# Stored records start
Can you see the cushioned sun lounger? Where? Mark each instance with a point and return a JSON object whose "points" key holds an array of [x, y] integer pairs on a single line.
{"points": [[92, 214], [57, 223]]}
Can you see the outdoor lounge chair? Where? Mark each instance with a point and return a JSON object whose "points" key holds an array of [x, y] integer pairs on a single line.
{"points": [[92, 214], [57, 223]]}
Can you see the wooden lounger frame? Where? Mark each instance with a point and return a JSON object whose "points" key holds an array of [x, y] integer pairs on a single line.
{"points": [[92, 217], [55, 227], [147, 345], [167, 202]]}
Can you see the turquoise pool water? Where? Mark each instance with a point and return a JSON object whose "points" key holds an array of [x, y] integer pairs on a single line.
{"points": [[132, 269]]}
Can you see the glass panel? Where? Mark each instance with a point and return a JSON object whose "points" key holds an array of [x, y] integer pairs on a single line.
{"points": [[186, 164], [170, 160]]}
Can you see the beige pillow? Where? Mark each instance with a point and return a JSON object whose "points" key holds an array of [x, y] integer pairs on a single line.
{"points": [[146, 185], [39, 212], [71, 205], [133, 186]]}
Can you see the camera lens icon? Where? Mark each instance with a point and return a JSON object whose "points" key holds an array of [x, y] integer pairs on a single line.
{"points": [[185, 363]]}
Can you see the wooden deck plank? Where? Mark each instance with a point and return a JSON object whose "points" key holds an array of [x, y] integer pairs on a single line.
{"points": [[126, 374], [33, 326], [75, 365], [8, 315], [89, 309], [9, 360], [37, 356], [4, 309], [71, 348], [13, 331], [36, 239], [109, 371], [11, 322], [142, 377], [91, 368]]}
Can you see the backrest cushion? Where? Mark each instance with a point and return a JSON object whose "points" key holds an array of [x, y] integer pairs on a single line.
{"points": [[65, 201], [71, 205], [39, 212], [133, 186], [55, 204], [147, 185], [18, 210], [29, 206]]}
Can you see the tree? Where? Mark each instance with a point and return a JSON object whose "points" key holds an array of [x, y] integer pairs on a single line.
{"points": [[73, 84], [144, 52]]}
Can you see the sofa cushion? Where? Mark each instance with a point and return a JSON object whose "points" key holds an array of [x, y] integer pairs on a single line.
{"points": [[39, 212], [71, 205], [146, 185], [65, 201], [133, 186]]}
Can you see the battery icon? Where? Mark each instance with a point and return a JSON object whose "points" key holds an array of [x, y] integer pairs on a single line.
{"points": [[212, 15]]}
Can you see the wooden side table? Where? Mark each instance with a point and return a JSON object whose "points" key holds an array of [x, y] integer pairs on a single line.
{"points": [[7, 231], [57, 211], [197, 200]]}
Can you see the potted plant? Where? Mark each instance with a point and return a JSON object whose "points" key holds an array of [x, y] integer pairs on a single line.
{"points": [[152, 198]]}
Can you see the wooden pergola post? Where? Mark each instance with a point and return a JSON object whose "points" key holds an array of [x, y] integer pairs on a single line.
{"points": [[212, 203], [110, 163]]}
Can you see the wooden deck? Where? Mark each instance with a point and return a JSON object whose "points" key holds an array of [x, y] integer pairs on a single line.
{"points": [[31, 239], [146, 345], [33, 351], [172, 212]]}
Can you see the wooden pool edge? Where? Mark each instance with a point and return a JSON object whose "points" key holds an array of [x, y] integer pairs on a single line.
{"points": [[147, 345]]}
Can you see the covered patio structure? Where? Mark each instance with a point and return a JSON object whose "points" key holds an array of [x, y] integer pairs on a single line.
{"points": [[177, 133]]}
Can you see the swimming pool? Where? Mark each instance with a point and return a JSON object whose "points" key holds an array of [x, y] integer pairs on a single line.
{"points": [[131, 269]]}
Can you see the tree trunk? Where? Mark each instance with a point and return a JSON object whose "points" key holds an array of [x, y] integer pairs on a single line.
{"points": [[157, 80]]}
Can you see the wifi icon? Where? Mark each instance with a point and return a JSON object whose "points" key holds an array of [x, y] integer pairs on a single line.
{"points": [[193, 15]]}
# Stored records end
## Task brief:
Quote every record above exactly.

## Finished task:
Can you see the cushioned sun lounger? Where? Mark each instance with a point and return a JSON object whose "points" key holds an array of [x, y] integer pairs on a single line.
{"points": [[92, 214], [57, 223]]}
Can you see the outdoor lounge chair? Where? Mark each instance with a point and return a JSON object whose "points" key holds an array of [x, y] integer pairs on a single line.
{"points": [[92, 214], [57, 223]]}
Can you see the wooden lounger frame? Where? Mark each instance with a point and return a JSON object whose "points" key holds an array of [x, y] integer pairs on a single line.
{"points": [[92, 217], [55, 227], [147, 345], [167, 202]]}
Can you see the turquoise pool water? Where? Mark each instance with a point and return a JSON object whose "points" key holds an array of [x, y] integer pairs on a single line.
{"points": [[132, 269]]}
Can you see the glass panel? Where? Mark each instance with a point and return a JSON object whose "points" key holds an array of [x, y] integer pairs on a single line.
{"points": [[186, 164], [170, 160]]}
Can you see the beige pillow? Where? Mark each instance with a point and return a JSON object whose "points" key holds an array of [x, y] integer pairs on a single line.
{"points": [[146, 185], [39, 212], [71, 205], [133, 186]]}
Can you see the camera lens icon? Where? Mark each instance with a point and return a JSON object whose "points" key holds an array of [x, y] integer pairs on a single line.
{"points": [[185, 363]]}
Can you see the wooden deck plank? Where? Mark each instance with a point and return a JSON object whose "points" key holds an array of [x, y] integer pairs on a single line.
{"points": [[126, 374], [33, 326], [75, 365], [8, 315], [89, 309], [9, 360], [37, 356], [4, 309], [71, 348], [13, 331], [36, 239], [109, 371], [11, 322], [142, 377], [91, 368]]}
Can you see the backrest cushion? Where? Mark each instance with a point and return a JSON object whose "points" key holds an array of [x, y] integer pairs on a single line.
{"points": [[65, 201], [71, 205], [39, 212], [133, 186], [55, 204], [147, 185], [18, 210], [29, 206]]}
Can you see the tree? Where? Mark each instance with a point and return a JSON object whose "points" key holds an array of [x, y] integer pairs on a single line.
{"points": [[73, 84], [144, 52]]}
Can you see the sofa cushion? Where? Mark each instance with a point and return a JSON object whose "points" key holds an array of [x, y] integer pairs on a single line.
{"points": [[39, 212], [71, 205], [146, 185], [65, 201], [133, 186]]}
Can you see the battery icon? Where? Mark each instance with a point and return a JSON object whose "points" key holds an array of [x, y] integer pairs on a single line.
{"points": [[212, 15]]}
Can you see the wooden side table? Where? Mark each instance with a point and return a JSON object whose "points" key holds an array of [x, y] integer pairs on a single line.
{"points": [[7, 231], [57, 211], [197, 200]]}
Can you see the potted plant? Where? Mark each instance with a point and return a JSON object whose "points" key holds an array of [x, y] integer pairs on a single line.
{"points": [[152, 198]]}
Can you see the wooden pergola post? Where? Mark each instance with a point and return a JSON object whose "points" key holds an array of [x, y] integer pairs on a single line.
{"points": [[212, 203], [110, 163]]}
Can you see the wooden deck? Where? Mark each instance with a point and return a JSON object whose "points" key holds an array of [x, y] integer pairs on a single line.
{"points": [[31, 239], [146, 345], [33, 351], [172, 212]]}
Can you see the wooden pool edge? Where? Mark each instance with a point and return a JSON object whose "points" key holds an array of [x, y] integer pairs on a single line.
{"points": [[147, 345]]}
Can you see the covered patio structure? Where? Mark each instance with a point and return a JSON object whose "points" key holds an array of [x, y] integer pairs on a single line.
{"points": [[177, 133]]}
Can you see the swimming pool? Where? Mark each instance with a point and return a JSON object whose "points" key holds an array of [x, y] integer pairs on a single line.
{"points": [[131, 269]]}
Can you see the tree trunk? Where? Mark each instance with a point and return a JSON object whose "points" key holds an array of [x, y] integer pairs on a single line.
{"points": [[157, 80]]}
Can you see the wifi icon? Where? Mark each instance with a point and return a JSON object whose "points" key holds an array of [x, y] integer pairs on a single line.
{"points": [[193, 15]]}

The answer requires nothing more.